# [GIVEN RECORDS]

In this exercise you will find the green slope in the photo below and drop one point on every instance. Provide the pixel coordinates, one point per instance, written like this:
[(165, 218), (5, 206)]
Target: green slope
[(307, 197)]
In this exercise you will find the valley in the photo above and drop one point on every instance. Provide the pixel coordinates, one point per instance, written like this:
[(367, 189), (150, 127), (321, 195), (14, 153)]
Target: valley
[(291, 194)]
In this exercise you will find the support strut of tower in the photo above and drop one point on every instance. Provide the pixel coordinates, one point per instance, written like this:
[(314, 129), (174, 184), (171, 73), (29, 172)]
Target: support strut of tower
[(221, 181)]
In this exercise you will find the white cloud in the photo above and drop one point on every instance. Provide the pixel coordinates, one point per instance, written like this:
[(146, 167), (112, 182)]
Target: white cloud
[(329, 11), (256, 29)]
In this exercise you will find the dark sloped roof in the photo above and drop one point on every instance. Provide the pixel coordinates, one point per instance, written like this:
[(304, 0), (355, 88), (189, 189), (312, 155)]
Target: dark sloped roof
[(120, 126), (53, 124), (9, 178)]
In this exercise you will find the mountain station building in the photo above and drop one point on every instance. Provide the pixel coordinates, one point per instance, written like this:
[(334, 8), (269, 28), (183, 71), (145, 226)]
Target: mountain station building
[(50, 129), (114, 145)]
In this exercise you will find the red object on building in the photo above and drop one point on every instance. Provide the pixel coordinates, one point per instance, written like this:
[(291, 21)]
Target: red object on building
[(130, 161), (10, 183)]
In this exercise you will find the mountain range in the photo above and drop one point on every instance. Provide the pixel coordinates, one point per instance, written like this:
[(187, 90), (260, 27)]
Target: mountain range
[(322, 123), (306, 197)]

# [TASK DIRECTIONS]
Copy out all of the lines above word for word, leaving nothing out and changing nothing.

# [OUTPUT FOR THIS TASK]
In this exercise you will find the green slope in the photo below and drop one point on every instance. Provide the pixel coordinates, one point per instance, written like this:
[(165, 218), (5, 206)]
Target: green slope
[(307, 197)]
In this exercise you will find the valley in the photo above and drop one point on every instance. Provide the pixel coordinates, one point per instance, written like this:
[(367, 189), (150, 127), (321, 195), (14, 153)]
Target: valley
[(291, 194)]
In this exercise you will find the support strut of tower in the photo above and drop one point on every instance. Provide the pixel coordinates, one point per instance, written like this:
[(314, 129), (174, 184), (171, 73), (29, 172)]
Target: support strut of tower
[(221, 181)]
In this exercise you will find the white cloud in the photo above and drop one point on every instance. Provide the pixel coordinates, one point per instance, written like this:
[(146, 167), (112, 182)]
Target: white cloud
[(329, 11), (256, 29)]
In this exercise you will find the dark sloped roof in the photo above and drop one point on every instance. Provide the pixel coordinates, one point per instance, written like this:
[(304, 0), (355, 88), (189, 189), (312, 155)]
Target: dark sloped roof
[(120, 126), (53, 124), (9, 178)]
In this exercise you will find the mountain station building in the photo above and drop one point on every instance. Provide the pixel coordinates, one point per instance, written like this:
[(334, 8), (269, 28), (183, 71), (145, 226)]
Target: mountain station building
[(50, 129), (114, 145)]
In this exercise you will find the red object on building in the photo above and drop one point on every instance. Provide the pixel coordinates, one point per instance, written like this:
[(291, 21)]
Target: red object on building
[(130, 161), (10, 183)]
In this exercise you will find the mountain range in the photo above and drop one point on every instance. Provide the pixel coordinates, one point per instance, written like this:
[(187, 90), (260, 27)]
Target: mountain range
[(322, 123), (306, 197)]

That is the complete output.